Written task 1:
According to the focal loss text, what does the gamma parameter control?
Written task 2:
Update the part of the focal loss text between "In dealing with" and "on under-represented classes.", inclusive, replacing "crucial" with "essential".
Written task 3:
For each statement, say whether it agrees with the focal loss text, and quote the words that decide it.
(a) FocalLoss puts more focus on easy, correctly classified examples.
(b) The alpha parameter can give different weights to different classes.
(c) The default value of gamma is 2.0.

Source excerpt:
In dealing with the challenging issue of class imbalance in our dataset, we implement a custom `FocalLoss` class. Class imbalance often leads to models that perform well on majority classes but poorly on minority classes. `FocalLoss` is particularly designed to address this by modifying the standard cross-entropy loss such that it puts more focus on hard, misclassified examples and less on easy, correctly classified examples. The gamma parameter controls the rate at which easy examples are down-weighted, while the alpha parameter offers a way to give different weights to different classes, further helping to balance the training process. This custom loss function is crucial for improving our model's performance on under-represented classes.

In [7]:
import pandas as pd
import numpy as np
from sklearn.model_selection import StratifiedKFold
from transformers import RobertaTokenizer, RobertaForSequenceClassification, AdamW
from torch.utils.data import Dataset, DataLoader
import torch
from sklearn.metrics import precision_recall_fscore_support, classification_report, confusion_matrix
from tqdm.auto import tqdm
import torch.nn.functional as F

class FocalLoss(torch.nn.Module):
    def __init__(self, gamma=2.0, alpha=None, reduction='mean'):
        super(FocalLoss, self).__init__()

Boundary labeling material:
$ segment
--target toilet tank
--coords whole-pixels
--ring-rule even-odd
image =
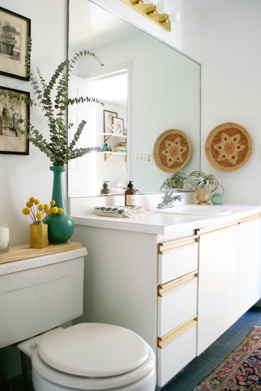
[[[84,248],[0,265],[0,348],[83,312]]]

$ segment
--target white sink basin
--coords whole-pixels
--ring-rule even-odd
[[[167,214],[190,214],[193,216],[224,216],[231,211],[223,205],[189,205],[166,209],[157,208],[157,213]]]

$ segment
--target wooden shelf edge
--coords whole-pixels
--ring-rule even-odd
[[[63,244],[49,244],[45,248],[31,248],[29,244],[10,246],[8,253],[0,254],[0,264],[77,250],[81,247],[82,247],[81,243],[77,241],[68,241]]]

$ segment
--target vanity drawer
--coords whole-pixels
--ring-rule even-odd
[[[193,272],[158,287],[158,336],[197,313],[198,277]]]
[[[198,235],[159,244],[158,282],[164,284],[198,269]]]
[[[158,339],[157,385],[161,387],[196,356],[196,317]]]

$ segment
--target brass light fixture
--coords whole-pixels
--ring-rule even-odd
[[[173,11],[169,15],[166,13],[166,4],[164,0],[160,0],[156,6],[148,0],[121,1],[168,32],[171,31],[171,22],[177,22],[180,18],[177,11]]]

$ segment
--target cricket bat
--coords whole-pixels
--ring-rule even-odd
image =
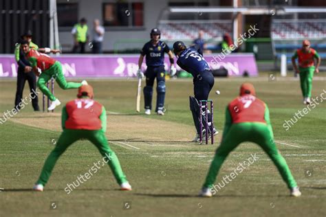
[[[137,89],[136,111],[140,112],[140,95],[142,94],[142,78],[138,78],[138,88]]]

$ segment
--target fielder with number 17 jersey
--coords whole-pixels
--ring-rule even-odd
[[[240,88],[240,95],[226,107],[222,140],[210,164],[201,196],[212,196],[218,192],[219,187],[214,183],[220,168],[230,152],[245,141],[255,143],[265,151],[290,190],[291,196],[301,194],[285,160],[275,146],[268,106],[256,97],[252,84],[244,83]],[[239,166],[235,173],[241,173],[243,170],[242,165]]]

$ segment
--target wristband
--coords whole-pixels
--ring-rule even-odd
[[[170,63],[171,63],[171,65],[174,65],[174,59],[173,59],[173,58],[170,58]]]

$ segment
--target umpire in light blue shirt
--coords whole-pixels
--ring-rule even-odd
[[[105,30],[104,27],[100,25],[100,21],[98,19],[94,20],[94,27],[92,30],[93,47],[91,51],[93,54],[102,54],[102,42],[103,41],[104,34]]]

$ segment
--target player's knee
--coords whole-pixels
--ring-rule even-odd
[[[157,93],[165,93],[165,82],[160,80],[157,82],[157,87],[156,88]]]
[[[58,83],[58,84],[59,85],[60,88],[61,88],[62,89],[66,90],[68,89],[68,85],[67,83],[65,83],[65,84]]]
[[[39,88],[42,88],[45,84],[45,82],[43,79],[39,79],[36,82],[36,86]]]
[[[152,96],[153,95],[153,87],[145,86],[144,87],[144,95]]]

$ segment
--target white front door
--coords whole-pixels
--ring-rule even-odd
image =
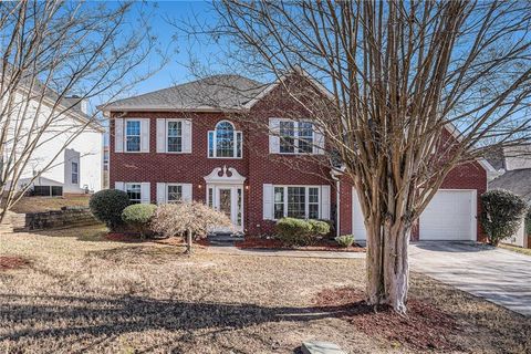
[[[207,185],[207,205],[230,218],[238,231],[243,230],[243,186]],[[215,228],[215,232],[228,232],[228,228]]]

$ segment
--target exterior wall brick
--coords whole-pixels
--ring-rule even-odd
[[[113,116],[118,116],[114,113]],[[149,118],[149,153],[115,153],[114,119],[110,128],[110,186],[115,181],[150,183],[150,200],[156,201],[156,183],[192,184],[192,198],[206,201],[204,177],[216,167],[233,167],[244,176],[243,226],[249,236],[270,235],[274,222],[263,220],[263,184],[273,185],[330,185],[331,218],[337,210],[336,181],[331,178],[324,156],[290,156],[269,154],[269,137],[266,131],[270,117],[304,116],[304,108],[296,106],[281,86],[258,102],[248,116],[235,117],[223,113],[146,113],[129,112],[119,117]],[[192,121],[191,154],[156,153],[156,119],[189,118]],[[242,158],[208,158],[208,131],[214,131],[219,121],[232,122],[236,129],[243,132]],[[462,165],[454,169],[445,179],[444,189],[476,189],[478,215],[481,205],[479,196],[487,189],[487,173],[478,164]],[[346,178],[340,183],[340,230],[341,235],[352,233],[352,184]],[[412,238],[418,239],[418,226]],[[478,221],[478,240],[485,235]]]
[[[235,117],[223,113],[146,113],[128,112],[119,117],[149,118],[149,153],[115,153],[114,119],[110,128],[110,186],[116,181],[149,183],[150,200],[156,201],[156,183],[192,184],[192,198],[206,201],[204,177],[216,167],[233,167],[247,177],[243,189],[243,226],[247,235],[270,235],[274,222],[263,220],[263,184],[273,185],[330,185],[331,210],[335,208],[335,183],[325,167],[324,156],[287,156],[269,154],[269,137],[266,132],[270,117],[282,117],[285,111],[293,110],[292,101],[285,98],[281,88],[273,90],[270,100],[258,103],[249,113],[256,124],[244,124],[246,117]],[[274,102],[274,104],[272,104]],[[117,116],[115,113],[113,116]],[[302,115],[303,116],[303,115]],[[156,153],[156,119],[189,118],[192,122],[191,154]],[[214,131],[218,122],[228,119],[236,129],[243,132],[242,158],[208,158],[208,131]],[[332,214],[331,214],[332,216]]]

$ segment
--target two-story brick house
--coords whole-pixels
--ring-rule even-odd
[[[288,111],[303,117],[304,110],[279,82],[217,75],[100,108],[111,117],[110,186],[134,201],[200,200],[251,236],[270,233],[274,220],[289,216],[331,219],[337,233],[365,238],[355,190],[331,174],[313,125],[288,118]],[[486,168],[456,168],[414,238],[480,239]]]

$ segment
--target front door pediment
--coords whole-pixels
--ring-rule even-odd
[[[242,185],[246,181],[246,177],[241,176],[236,168],[227,166],[216,167],[212,171],[205,176],[207,184],[223,184],[223,185]]]

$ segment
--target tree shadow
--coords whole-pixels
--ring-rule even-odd
[[[198,330],[222,333],[247,326],[290,321],[306,322],[326,317],[369,313],[371,306],[360,303],[333,306],[277,306],[249,303],[186,302],[139,296],[31,296],[0,294],[0,317],[11,329],[0,341],[31,342],[53,339],[62,345],[83,336],[86,348],[97,346],[121,334],[143,331],[194,333]],[[37,303],[35,303],[37,302]],[[39,304],[40,303],[40,304]],[[45,303],[45,304],[42,304]],[[61,305],[58,305],[60,304]],[[34,323],[45,324],[34,326]],[[56,326],[67,323],[67,326]],[[50,325],[48,325],[50,324]],[[91,340],[88,340],[88,337]],[[103,339],[102,339],[103,337]],[[170,343],[157,343],[156,347]],[[155,346],[146,350],[153,351]]]

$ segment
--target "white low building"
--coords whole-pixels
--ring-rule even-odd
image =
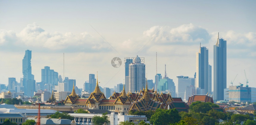
[[[102,114],[93,113],[69,113],[71,116],[74,117],[74,120],[78,124],[82,125],[91,125],[92,118],[95,115],[101,117]],[[110,123],[108,125],[117,125],[119,122],[128,121],[138,124],[141,121],[143,121],[146,123],[149,123],[147,121],[147,117],[145,115],[121,115],[115,114],[112,113],[107,115],[108,117]]]

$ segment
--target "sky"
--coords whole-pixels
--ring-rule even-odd
[[[23,77],[25,51],[32,51],[32,74],[41,81],[45,66],[76,80],[82,88],[98,72],[99,85],[123,83],[125,58],[145,58],[148,79],[193,77],[200,44],[212,67],[218,38],[227,41],[227,85],[256,87],[255,1],[0,0],[0,83]],[[111,60],[123,61],[118,68]]]

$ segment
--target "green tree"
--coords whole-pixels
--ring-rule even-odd
[[[175,108],[168,110],[157,109],[150,118],[150,123],[153,125],[167,125],[178,122],[181,117]]]
[[[74,113],[88,113],[88,111],[85,111],[83,109],[80,108],[75,111]]]
[[[207,114],[209,116],[214,118],[218,122],[220,119],[225,120],[226,117],[226,114],[224,113],[214,109],[209,111]]]
[[[212,107],[219,107],[217,105],[210,102],[202,102],[199,101],[193,102],[189,106],[190,110],[196,113],[205,113],[211,110]]]
[[[34,125],[36,122],[33,120],[27,120],[25,122],[23,122],[22,125]]]
[[[95,115],[92,118],[93,124],[95,125],[102,125],[105,123],[107,124],[110,122],[107,115],[107,113],[103,113],[102,117]]]
[[[254,120],[248,119],[243,123],[244,125],[256,125],[256,121]]]
[[[142,121],[139,123],[138,125],[150,125],[149,123],[147,123],[145,122],[145,121]]]
[[[46,116],[46,118],[48,118],[49,117],[51,117],[53,118],[61,118],[62,119],[68,119],[71,121],[74,120],[74,117],[71,116],[68,113],[65,112],[60,113],[57,111],[54,114],[47,115]]]
[[[18,125],[18,124],[15,122],[11,122],[9,119],[7,118],[4,121],[2,125]]]
[[[151,116],[154,114],[154,112],[151,110],[146,111],[134,111],[133,110],[129,112],[129,114],[130,115],[146,115],[147,118],[147,120],[149,121]]]
[[[202,119],[202,122],[205,125],[215,125],[215,123],[217,121],[213,117],[210,117],[208,116],[204,117]]]
[[[132,122],[129,122],[128,121],[121,121],[119,123],[118,125],[135,125],[134,123]]]

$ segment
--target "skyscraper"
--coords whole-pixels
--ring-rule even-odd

Response 1:
The rate at which easy examples are down-weighted.

Response 2:
In dealing with the challenging issue of class imbalance in our dataset, we implement a custom `FocalLoss` class. Class imbalance often leads to models that perform well on majority classes but poorly on minority classes. `FocalLoss` is particularly designed to address this by modifying the standard cross-entropy loss such that it puts more focus on hard, misclassified examples and less on easy, correctly classified examples. The gamma parameter controls the rate at which easy examples are down-weighted, while the alpha parameter offers a way to give different weights to different classes, further helping to balance the training process. This custom loss function is essential for improving our model's performance on under-represented classes.

Response 3:
(a) No: "it puts more focus on hard, misclassified examples and less on easy, correctly classified examples"
(b) Yes: "the alpha parameter offers a way to give different weights to different classes"
(c) Yes: "gamma=2.0"